* _What this task involves_: Can you print the listing below line for line, leaving out the pictures?

== Segment start ==

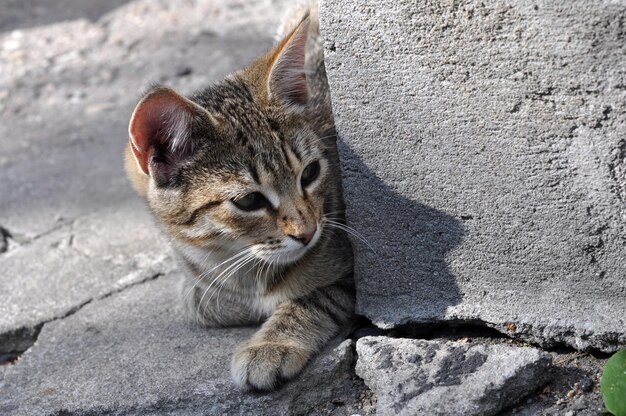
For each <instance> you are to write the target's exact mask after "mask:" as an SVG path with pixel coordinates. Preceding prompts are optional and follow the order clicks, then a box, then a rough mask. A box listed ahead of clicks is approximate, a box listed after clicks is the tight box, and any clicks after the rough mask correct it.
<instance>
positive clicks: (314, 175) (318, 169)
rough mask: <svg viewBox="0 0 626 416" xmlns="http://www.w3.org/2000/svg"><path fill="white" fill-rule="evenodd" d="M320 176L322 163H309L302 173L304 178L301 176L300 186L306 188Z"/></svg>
mask: <svg viewBox="0 0 626 416" xmlns="http://www.w3.org/2000/svg"><path fill="white" fill-rule="evenodd" d="M319 174H320V162H318V161H315V162H313V163H309V165H308V166H307V167H306V168H304V170H303V171H302V176H300V184H301V185H302V188H306V187H307V186H309V185H310V184H311V183H312V182H313V181H314V180H315V179H317V177H318V176H319Z"/></svg>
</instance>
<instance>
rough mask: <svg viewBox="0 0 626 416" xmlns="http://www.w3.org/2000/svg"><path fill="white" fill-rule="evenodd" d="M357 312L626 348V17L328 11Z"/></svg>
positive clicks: (326, 4) (450, 7) (535, 5)
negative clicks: (354, 279)
mask: <svg viewBox="0 0 626 416" xmlns="http://www.w3.org/2000/svg"><path fill="white" fill-rule="evenodd" d="M320 16H321V26H322V30H323V32H324V34H325V37H326V45H325V53H326V63H327V69H328V74H329V79H330V85H331V90H332V96H333V105H334V110H335V116H336V122H337V126H338V131H339V133H340V136H341V138H342V143H341V156H342V158H343V167H344V180H345V182H344V186H345V189H346V191H345V195H346V198H347V205H348V211H347V212H348V220H349V222H350V223H351V225H352V226H353V227H354V228H355V229H356V230H357V231H358V232H360V233H361V234H363V236H364V237H365V239H367V240H368V241H369V243H370V244H371V246H372V247H373V251H370V250H368V249H367V247H365V245H363V244H358V241H357V250H356V254H357V255H356V278H357V286H358V301H357V303H358V304H357V309H358V311H359V312H360V313H362V314H364V315H366V316H367V317H368V318H370V319H371V320H372V321H373V322H374V323H375V324H376V325H378V326H380V327H383V328H389V327H397V326H401V325H403V324H406V323H411V322H412V323H432V322H437V321H442V320H443V321H446V320H447V321H456V322H460V321H463V320H468V321H473V322H475V323H482V324H486V325H489V326H492V327H495V328H497V329H498V330H500V331H502V332H504V333H506V334H508V335H511V336H515V337H520V338H523V339H526V340H529V341H532V342H535V343H538V344H540V345H543V346H546V347H550V346H555V345H559V344H566V345H569V346H571V347H574V348H576V349H579V350H587V349H599V350H602V351H607V352H609V351H614V350H616V349H618V348H619V347H620V346H624V345H626V322H625V321H624V319H625V317H626V270H625V268H624V259H625V258H626V237H625V236H626V222H625V221H624V220H625V219H626V162H625V159H626V141H625V140H626V139H625V137H626V117H625V115H626V66H625V65H624V56H626V32H625V30H626V29H624V27H625V26H624V20H625V19H626V2H624V1H594V2H588V1H582V0H579V1H556V2H555V1H533V2H517V1H500V2H481V1H478V0H476V1H461V2H458V1H455V2H440V1H420V2H415V1H412V0H400V1H397V0H383V1H371V0H370V1H362V2H344V1H338V0H325V1H323V2H322V4H321V12H320Z"/></svg>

== Segment end ==

* _Task answer_:
For each <instance> you are to write the target's exact mask after "mask:" as an SVG path with pixel coordinates. Preceding prompts are optional and follow the order clicks, then a box, then a rough mask. A box listed ahead of clicks is approximate, a box listed after clicks is the tight box, and any clicks after the rough mask correct it.
<instance>
positive clicks: (314, 175) (318, 169)
rough mask: <svg viewBox="0 0 626 416" xmlns="http://www.w3.org/2000/svg"><path fill="white" fill-rule="evenodd" d="M320 176L322 163H309L302 173L304 178L301 176L300 186L306 188Z"/></svg>
mask: <svg viewBox="0 0 626 416" xmlns="http://www.w3.org/2000/svg"><path fill="white" fill-rule="evenodd" d="M319 174H320V162H318V161H315V162H313V163H309V165H308V166H307V167H306V168H304V170H303V171H302V176H300V184H301V185H302V188H306V187H307V186H309V185H310V184H311V183H312V182H313V181H314V180H315V179H317V177H318V176H319Z"/></svg>
</instance>
<instance>
rough mask: <svg viewBox="0 0 626 416" xmlns="http://www.w3.org/2000/svg"><path fill="white" fill-rule="evenodd" d="M357 312L626 348V17L328 11Z"/></svg>
positive clicks: (326, 4) (450, 7) (535, 5)
negative clicks: (354, 279)
mask: <svg viewBox="0 0 626 416" xmlns="http://www.w3.org/2000/svg"><path fill="white" fill-rule="evenodd" d="M320 16H321V26H322V30H323V32H324V34H325V37H326V45H325V53H326V63H327V69H328V74H329V79H330V85H331V90H332V96H333V105H334V110H335V116H336V122H337V126H338V131H339V133H340V136H341V138H342V143H341V156H342V158H343V167H344V180H345V182H344V186H345V189H346V191H345V195H346V198H347V205H348V211H347V212H348V220H349V222H350V223H351V225H352V226H353V227H354V228H355V229H356V230H357V231H358V232H360V233H361V234H363V236H364V237H365V239H367V240H368V241H369V243H370V244H371V246H372V247H373V251H370V250H368V249H367V247H365V245H363V244H358V241H357V250H356V254H357V255H356V278H357V286H358V301H357V303H358V304H357V309H358V311H359V312H360V313H362V314H364V315H366V316H367V317H368V318H370V319H371V320H372V321H373V322H374V323H375V324H376V325H378V326H380V327H383V328H389V327H397V326H401V325H403V324H406V323H411V322H412V323H432V322H437V321H442V320H443V321H446V320H447V321H456V322H460V321H463V320H468V321H473V322H475V323H482V324H486V325H489V326H492V327H495V328H497V329H498V330H500V331H502V332H504V333H506V334H508V335H511V336H515V337H520V338H523V339H526V340H529V341H532V342H535V343H538V344H540V345H543V346H546V347H550V346H555V345H559V344H566V345H569V346H571V347H574V348H576V349H579V350H587V349H599V350H602V351H607V352H609V351H614V350H616V349H618V348H619V347H620V346H624V345H626V322H625V321H624V319H625V317H626V270H625V268H624V259H625V258H626V237H625V236H626V222H625V221H624V220H625V219H626V162H625V159H626V141H625V140H626V139H625V137H626V117H625V115H626V66H625V65H624V56H626V32H625V30H626V29H624V27H625V26H624V20H625V19H626V2H624V1H594V2H588V1H582V0H579V1H556V2H555V1H533V2H517V1H500V2H481V1H478V0H476V1H461V2H458V1H455V2H440V1H420V2H415V1H412V0H400V1H397V0H383V1H371V0H370V1H362V2H344V1H338V0H325V1H323V2H322V4H321V12H320Z"/></svg>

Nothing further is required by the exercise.